§ EXERCISE PROMPT:
Lines of the data that contain the word "instance" are the ones to copy.
_ _ _ _ _
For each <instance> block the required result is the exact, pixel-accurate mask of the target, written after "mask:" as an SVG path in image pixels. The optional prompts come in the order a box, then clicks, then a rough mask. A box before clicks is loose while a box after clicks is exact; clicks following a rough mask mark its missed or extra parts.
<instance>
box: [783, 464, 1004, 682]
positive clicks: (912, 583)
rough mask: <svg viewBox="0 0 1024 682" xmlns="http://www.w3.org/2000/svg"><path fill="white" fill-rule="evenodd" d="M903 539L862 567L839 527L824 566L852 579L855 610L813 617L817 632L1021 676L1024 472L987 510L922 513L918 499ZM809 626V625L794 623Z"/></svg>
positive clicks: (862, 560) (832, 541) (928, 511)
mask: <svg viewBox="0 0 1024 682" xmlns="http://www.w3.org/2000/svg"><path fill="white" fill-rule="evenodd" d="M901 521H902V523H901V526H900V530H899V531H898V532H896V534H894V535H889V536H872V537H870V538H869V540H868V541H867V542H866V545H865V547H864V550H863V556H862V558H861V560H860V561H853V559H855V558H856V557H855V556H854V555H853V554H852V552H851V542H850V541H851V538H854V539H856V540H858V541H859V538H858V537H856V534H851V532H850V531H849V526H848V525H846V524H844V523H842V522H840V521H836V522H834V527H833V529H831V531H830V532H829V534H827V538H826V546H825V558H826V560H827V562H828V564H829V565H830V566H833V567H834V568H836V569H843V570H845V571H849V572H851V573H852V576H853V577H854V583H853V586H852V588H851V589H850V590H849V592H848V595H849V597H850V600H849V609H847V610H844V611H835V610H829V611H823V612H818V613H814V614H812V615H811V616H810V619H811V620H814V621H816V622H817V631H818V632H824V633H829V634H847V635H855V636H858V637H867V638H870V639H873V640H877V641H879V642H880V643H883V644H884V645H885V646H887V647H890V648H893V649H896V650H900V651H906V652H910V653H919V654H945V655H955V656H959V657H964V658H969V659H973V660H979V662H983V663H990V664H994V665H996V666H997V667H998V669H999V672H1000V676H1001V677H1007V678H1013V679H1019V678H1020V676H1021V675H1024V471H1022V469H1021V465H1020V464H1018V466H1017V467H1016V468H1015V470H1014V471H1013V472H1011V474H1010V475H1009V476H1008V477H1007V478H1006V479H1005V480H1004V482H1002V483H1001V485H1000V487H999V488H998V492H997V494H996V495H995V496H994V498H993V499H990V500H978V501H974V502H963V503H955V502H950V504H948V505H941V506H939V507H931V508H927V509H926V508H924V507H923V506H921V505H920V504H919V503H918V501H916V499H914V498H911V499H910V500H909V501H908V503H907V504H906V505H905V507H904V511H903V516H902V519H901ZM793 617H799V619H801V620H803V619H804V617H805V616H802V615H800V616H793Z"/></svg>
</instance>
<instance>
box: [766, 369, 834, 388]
_ _ _ _ _
§ TASK ANSWER:
For each <instance> block the required result is the exact, pixel-accurate mask of the target, written after "mask:" as an SVG path in image pixels. The optional prompts come in the order a box, then clicks, then a rough mask. A box before clicks is loose while a box after clicks is exact; clicks following a rough mask mark its missed or extra parts.
<instance>
</instance>
<instance>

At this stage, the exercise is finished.